JOB ITEM: Swap every "rough mask" in the data below for "coarse mask" and return the lines with nothing else changed.

------ RECORDS TO PROCESS

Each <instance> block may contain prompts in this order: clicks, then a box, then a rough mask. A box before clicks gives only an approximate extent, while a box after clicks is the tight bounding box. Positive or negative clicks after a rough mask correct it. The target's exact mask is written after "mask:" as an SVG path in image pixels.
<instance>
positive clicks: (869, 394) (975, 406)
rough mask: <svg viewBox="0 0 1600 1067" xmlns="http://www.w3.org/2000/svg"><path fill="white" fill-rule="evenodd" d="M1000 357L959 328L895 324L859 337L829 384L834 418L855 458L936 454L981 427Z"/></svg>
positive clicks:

------------

EXERCISE ANSWER:
Each <instance> block may contain prompts in this order: clicks, then a box, then a coarse mask. A box before clicks gives only an approximate extent, while a box after clicks is the tight bounding box. Positive or negative clicks after a coarse mask correct it. The target's exact mask is written after "mask:" as an SVG path in image pixels.
<instance>
positive clicks: (869, 394) (975, 406)
coarse mask: <svg viewBox="0 0 1600 1067" xmlns="http://www.w3.org/2000/svg"><path fill="white" fill-rule="evenodd" d="M1000 357L959 328L895 324L859 337L829 384L834 418L855 458L936 454L981 427Z"/></svg>
positive clicks:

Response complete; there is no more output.